Challenge:
Copy all of the material below word for word.

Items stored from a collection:
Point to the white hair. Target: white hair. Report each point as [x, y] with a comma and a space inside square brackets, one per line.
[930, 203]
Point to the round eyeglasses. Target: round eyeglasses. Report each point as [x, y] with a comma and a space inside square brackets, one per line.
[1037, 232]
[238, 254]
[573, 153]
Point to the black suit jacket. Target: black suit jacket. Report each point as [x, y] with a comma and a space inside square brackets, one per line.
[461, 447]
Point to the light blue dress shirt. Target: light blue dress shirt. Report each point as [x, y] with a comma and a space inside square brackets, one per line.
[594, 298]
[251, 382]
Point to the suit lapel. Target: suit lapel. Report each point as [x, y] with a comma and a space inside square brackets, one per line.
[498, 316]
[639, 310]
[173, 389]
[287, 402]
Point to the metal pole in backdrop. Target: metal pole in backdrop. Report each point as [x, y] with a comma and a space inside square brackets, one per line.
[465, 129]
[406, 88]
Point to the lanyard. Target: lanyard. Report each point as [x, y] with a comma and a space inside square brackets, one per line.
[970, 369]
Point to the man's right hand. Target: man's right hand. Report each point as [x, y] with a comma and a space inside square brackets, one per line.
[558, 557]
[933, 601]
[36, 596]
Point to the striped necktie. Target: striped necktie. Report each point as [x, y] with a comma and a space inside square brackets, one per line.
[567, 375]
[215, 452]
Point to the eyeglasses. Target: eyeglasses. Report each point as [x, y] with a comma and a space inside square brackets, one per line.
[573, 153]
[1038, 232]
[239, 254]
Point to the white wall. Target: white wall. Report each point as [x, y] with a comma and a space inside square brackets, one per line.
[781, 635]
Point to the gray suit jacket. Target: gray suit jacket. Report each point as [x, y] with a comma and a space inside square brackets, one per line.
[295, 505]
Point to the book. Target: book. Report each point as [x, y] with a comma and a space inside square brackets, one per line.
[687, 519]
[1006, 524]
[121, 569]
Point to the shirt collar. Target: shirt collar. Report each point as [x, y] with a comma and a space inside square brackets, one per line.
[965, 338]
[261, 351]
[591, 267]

In response:
Point to the white hair. Target: white hair. Report each point as [x, y] with a comma and a space inside square brackets, one per line.
[930, 203]
Point to the round eyeglasses. Target: round eyeglasses. Report each point as [x, y] with a comma and a space inside square brackets, one per line.
[1037, 232]
[238, 254]
[573, 153]
Point to the black suit jacket. Target: black suit jacket. Report each point as [x, y] with a comma and a space inside square brackets, one per line.
[461, 447]
Point to the light blue dress shirt. Target: light blue dress shirt. Report each point as [x, y] with a comma and a space inside square brackets, one per line.
[594, 298]
[251, 382]
Point to the suit lapel. Target: suit lapel. Report each point as [x, y] with a comma and a space inside square brackets, one per line.
[498, 316]
[639, 310]
[173, 389]
[287, 402]
Point to the metal pole in backdrop. Target: metal pole in backdrop. Report each point as [x, y] with a comma and a space inside square brackets, one per line.
[465, 129]
[406, 88]
Point to the lanyard. Target: lanyard. Report each point as [x, y] with a comma and a space inside square brackets, one per line.
[970, 369]
Point to the man's right hand. Target: man's right hand. Report each point as [x, y] with a comma and a space inside square brackets, one per line.
[558, 557]
[933, 601]
[36, 596]
Point to the striped necktie. Target: striped necktie. Report each point as [x, y] with a comma and a space inside square brackets, one per line.
[567, 375]
[215, 452]
Point to the eyeglasses. Target: eyeglasses. Report each point as [x, y] with a comma and a space inside square brackets, one per line.
[573, 153]
[1038, 232]
[239, 254]
Point to the white wall. Target: white wall. Report each point as [x, y] with a comma and a space inside square brackets, one per line.
[781, 635]
Point to the gray suit jacket. Target: gray suit jacket. Report each point as [x, y] with a comma and a space inside square brackets, one per line.
[295, 505]
Point to the book. Target: book. Report each point as [x, y] with a comma and a space inside square brackets, one per line.
[687, 519]
[1006, 524]
[121, 569]
Point to the shirt collar. Target: shirt collar. Report each point as [x, y] with a comma and a space inside square brackets, one per line.
[965, 338]
[261, 351]
[591, 267]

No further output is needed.